:: Texto ::

DISCURSO DO PAPA JOÃO PAULO II AOS PRELADOS DA CONFERÊNCIA EPISCOPAL DO SUDÃO POR
OCASIÃO DA VISITA «AD LIMINA APOSTOLORUM»
Segunda-feira, 15 de Dezembro de 2003
Amados Irmãos no Episcopado
1.
"O Senhor da paz vos conceda Ele mesmo a paz, sempre e de todas as maneiras" (2 Tm
3, 16). Nesta hora decisiva para o vosso país, no momento em que duas décadas de conflitos
violentos e de derramamento de sangue parecem estar prestes a ceder o caminho à reconciliação
e à pacificação, saúdo-vos a vós, membros da Conferência dos Bispos católicos do Sudão,
com estas palavras do Apóstolo Paulo, expressões de consolação e de segurança, palavras
fundamentadas sobre o Verbo, que é "a vida e a luz dos homens" (cf. Jo 1, 4), Jesus
Cristo, nossa esperança e nossa paz.

:::
:: Conjunto de itens ::

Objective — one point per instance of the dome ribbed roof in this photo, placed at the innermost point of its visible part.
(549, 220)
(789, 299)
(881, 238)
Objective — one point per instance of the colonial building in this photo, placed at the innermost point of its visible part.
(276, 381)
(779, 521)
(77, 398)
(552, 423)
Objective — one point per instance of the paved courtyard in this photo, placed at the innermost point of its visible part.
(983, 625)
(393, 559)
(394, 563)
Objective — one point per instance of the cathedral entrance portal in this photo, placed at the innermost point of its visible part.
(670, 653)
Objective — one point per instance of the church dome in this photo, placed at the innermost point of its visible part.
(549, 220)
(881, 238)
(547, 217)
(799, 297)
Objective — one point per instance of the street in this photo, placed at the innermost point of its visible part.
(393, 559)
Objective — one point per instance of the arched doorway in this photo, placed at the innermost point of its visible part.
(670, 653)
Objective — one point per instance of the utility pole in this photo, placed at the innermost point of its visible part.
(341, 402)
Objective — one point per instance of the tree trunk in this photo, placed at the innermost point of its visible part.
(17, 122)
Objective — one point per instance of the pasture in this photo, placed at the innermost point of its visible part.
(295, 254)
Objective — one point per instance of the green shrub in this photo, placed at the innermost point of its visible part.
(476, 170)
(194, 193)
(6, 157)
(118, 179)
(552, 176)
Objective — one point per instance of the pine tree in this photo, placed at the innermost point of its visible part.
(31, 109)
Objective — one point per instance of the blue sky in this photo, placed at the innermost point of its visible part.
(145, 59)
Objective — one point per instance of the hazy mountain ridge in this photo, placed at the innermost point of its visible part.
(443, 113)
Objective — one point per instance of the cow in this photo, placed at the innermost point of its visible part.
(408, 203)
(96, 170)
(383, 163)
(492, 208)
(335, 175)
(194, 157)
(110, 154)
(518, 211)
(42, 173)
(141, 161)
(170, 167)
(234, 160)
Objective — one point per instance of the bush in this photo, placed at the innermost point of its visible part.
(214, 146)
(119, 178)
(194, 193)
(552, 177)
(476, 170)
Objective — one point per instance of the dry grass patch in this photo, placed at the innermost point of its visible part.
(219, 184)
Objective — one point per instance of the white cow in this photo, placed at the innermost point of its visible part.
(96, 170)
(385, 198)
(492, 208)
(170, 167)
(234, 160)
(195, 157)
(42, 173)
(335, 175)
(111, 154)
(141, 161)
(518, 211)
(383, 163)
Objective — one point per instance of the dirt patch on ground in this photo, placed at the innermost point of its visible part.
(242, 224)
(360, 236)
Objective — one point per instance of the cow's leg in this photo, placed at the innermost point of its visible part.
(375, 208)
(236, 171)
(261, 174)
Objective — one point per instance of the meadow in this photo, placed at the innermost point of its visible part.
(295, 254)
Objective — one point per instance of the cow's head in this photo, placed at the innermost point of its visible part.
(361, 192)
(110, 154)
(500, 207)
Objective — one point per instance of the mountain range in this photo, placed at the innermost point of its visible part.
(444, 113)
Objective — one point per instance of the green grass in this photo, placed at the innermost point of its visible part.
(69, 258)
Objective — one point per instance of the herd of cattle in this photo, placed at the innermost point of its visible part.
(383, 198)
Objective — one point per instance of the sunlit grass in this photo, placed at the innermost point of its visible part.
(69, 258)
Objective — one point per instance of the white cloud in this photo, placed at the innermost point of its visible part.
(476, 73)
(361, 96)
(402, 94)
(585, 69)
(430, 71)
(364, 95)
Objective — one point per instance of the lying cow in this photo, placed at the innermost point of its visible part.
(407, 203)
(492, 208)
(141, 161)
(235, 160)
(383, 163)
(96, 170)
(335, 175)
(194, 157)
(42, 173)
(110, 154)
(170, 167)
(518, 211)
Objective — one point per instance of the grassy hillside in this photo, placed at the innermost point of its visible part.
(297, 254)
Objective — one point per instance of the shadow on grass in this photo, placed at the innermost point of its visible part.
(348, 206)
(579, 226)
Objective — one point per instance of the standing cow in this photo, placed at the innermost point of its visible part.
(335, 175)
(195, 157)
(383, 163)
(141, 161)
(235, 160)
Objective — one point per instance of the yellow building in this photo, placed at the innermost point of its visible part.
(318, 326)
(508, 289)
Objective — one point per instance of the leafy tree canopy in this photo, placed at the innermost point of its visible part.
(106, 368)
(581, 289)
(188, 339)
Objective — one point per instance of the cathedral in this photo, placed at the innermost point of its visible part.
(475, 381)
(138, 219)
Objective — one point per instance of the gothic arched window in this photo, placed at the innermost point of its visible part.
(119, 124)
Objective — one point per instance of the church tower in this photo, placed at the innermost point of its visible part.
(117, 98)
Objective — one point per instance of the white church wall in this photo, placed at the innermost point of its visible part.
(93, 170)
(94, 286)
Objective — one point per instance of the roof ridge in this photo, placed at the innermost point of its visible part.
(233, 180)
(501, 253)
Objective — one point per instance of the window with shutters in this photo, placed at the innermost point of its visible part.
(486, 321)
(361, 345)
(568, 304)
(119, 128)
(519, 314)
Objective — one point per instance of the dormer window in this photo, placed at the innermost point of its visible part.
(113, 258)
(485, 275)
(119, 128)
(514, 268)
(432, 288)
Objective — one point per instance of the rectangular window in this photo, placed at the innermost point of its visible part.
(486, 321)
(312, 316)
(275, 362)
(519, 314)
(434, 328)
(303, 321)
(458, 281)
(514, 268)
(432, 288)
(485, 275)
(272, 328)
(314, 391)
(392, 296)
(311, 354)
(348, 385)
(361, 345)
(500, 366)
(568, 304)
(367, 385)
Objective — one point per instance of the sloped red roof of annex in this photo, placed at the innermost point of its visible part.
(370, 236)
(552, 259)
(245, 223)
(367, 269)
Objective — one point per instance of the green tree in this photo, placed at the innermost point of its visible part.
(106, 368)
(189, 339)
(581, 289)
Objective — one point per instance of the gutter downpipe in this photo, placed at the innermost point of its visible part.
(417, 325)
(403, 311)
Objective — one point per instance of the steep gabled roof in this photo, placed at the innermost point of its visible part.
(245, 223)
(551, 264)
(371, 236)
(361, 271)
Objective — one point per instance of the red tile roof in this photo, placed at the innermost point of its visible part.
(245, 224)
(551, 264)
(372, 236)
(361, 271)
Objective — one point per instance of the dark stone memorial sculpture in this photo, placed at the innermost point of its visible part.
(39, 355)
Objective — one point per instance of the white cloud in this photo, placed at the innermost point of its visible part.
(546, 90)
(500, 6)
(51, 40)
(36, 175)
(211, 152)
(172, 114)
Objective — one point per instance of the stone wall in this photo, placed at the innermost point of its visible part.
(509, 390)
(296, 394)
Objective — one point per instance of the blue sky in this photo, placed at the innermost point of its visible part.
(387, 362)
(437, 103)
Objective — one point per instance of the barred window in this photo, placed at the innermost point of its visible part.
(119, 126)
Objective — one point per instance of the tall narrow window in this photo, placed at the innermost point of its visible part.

:::

Repita, palavra por palavra, o trecho do texto que começa em "Segunda-feira, 15 de" e segue até "e nossa paz.".

Resultado da tarefa:
Segunda-feira, 15 de Dezembro de 2003
Amados Irmãos no Episcopado
1.
"O Senhor da paz vos conceda Ele mesmo a paz, sempre e de todas as maneiras" (2 Tm
3, 16). Nesta hora decisiva para o vosso país, no momento em que duas décadas de conflitos
violentos e de derramamento de sangue parecem estar prestes a ceder o caminho à reconciliação
e à pacificação, saúdo-vos a vós, membros da Conferência dos Bispos católicos do Sudão,
com estas palavras do Apóstolo Paulo, expressões de consolação e de segurança, palavras
fundamentadas sobre o Verbo, que é "a vida e a luz dos homens" (cf. Jo 1, 4), Jesus
Cristo, nossa esperança e nossa paz.